**Problem statement**
Format every line of the records below as a numbered list, omitting any blank lines.

**Provided information**
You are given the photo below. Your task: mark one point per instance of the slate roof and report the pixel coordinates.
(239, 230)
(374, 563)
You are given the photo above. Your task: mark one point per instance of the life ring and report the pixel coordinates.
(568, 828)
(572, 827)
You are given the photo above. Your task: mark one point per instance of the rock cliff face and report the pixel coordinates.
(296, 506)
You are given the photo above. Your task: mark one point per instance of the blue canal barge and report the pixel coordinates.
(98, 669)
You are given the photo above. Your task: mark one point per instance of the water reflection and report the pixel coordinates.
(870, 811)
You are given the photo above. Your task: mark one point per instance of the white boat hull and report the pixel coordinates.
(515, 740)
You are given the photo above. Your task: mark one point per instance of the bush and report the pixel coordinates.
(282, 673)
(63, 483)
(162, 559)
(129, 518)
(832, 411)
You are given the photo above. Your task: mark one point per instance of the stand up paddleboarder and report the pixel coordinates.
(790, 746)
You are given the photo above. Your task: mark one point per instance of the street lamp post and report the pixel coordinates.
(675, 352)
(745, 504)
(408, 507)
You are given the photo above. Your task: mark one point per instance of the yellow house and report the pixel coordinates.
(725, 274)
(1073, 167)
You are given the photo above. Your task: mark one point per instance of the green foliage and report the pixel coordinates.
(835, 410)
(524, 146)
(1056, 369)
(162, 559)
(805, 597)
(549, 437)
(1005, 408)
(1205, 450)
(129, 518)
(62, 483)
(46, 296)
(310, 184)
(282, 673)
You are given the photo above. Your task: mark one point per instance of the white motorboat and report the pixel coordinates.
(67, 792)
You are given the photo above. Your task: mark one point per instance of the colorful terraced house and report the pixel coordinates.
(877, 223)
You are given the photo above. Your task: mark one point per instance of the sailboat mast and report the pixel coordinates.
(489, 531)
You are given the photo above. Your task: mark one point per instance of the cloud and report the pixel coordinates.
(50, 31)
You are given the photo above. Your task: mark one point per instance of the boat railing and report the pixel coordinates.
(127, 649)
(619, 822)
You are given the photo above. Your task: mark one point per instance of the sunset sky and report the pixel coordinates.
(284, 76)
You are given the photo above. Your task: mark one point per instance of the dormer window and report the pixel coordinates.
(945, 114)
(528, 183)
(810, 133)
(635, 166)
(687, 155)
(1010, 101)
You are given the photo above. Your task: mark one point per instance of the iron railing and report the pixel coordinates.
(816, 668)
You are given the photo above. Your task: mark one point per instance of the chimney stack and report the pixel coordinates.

**Full response**
1. You are given the photo below. Your task: mark one point per instance of the slate roof and report the pixel coordinates.
2. (239, 230)
3. (374, 563)
4. You are given the photo above. Your task: mark one point per instance of the life ring and report the pixel coordinates.
5. (568, 828)
6. (572, 827)
7. You are given the photo above. Your task: mark one point per instance of the rock cliff face and report the pixel coordinates.
8. (296, 506)
9. You are given the photo above. Your task: mark one point per instance of the blue canal barge and report the pixel coordinates.
10. (98, 669)
11. You are given the photo above. Your task: mark one point per instance of the water reflection and report the pixel coordinates.
12. (870, 811)
13. You are given the photo above. Your task: mark one point per instance of the white boat hull and report the pixel coordinates.
14. (515, 740)
15. You are given the photo above. Your task: mark one point per instance of the bush and report the pixel coordinates.
16. (282, 673)
17. (63, 483)
18. (162, 559)
19. (129, 518)
20. (832, 411)
21. You are given the photo above. Your task: mark one point per instance of the stand up paddleboarder and report the pixel coordinates.
22. (790, 746)
23. You are given the photo above. Your task: mark one point per instance of the street lamp post and report the pixel coordinates.
24. (675, 352)
25. (745, 504)
26. (408, 507)
27. You are given the photo above. Your task: mark one point per instance of the yellow house and report the pixel coordinates.
28. (725, 274)
29. (1073, 167)
30. You are given the photo above. Your task: mark one point per instance of the green foliage and report the pixel coordinates.
31. (835, 410)
32. (524, 146)
33. (1056, 369)
34. (162, 559)
35. (805, 597)
36. (549, 437)
37. (1005, 408)
38. (1205, 450)
39. (129, 518)
40. (62, 483)
41. (46, 296)
42. (310, 184)
43. (282, 673)
44. You are given the photo above. Your task: mark one point per instance of the white motorboat and report the pixel coordinates.
45. (67, 792)
46. You are given the photo above. Your task: mark one point per instance of the colorful terraced house and report the pixel coordinates.
47. (877, 223)
48. You are given the photo above. Your task: mark one point per instance of the sailboat mast and report the pixel coordinates.
49. (489, 531)
50. You are given the photo above. Your task: mark one point per instance of the cloud and report the pixel coordinates.
51. (50, 31)
52. You are given the photo above. Your task: mark one point per instance of the boat railing and report the pixel coordinates.
53. (127, 649)
54. (619, 822)
55. You are given the photo above. Your task: mark one point per instance of the sunset sky and report the pixel coordinates.
56. (284, 76)
57. You are given the photo above. Your task: mark one point per instance of the dormer window and report the pixel coordinates.
58. (945, 114)
59. (528, 183)
60. (810, 133)
61. (635, 166)
62. (687, 155)
63. (1010, 101)
64. You are given the photo above. Your task: mark one point per instance of the iron railing and report the pixel coordinates.
65. (816, 668)
66. You are given the photo above. Your task: mark one point per instance of the chimney stack and report the pixel coordinates.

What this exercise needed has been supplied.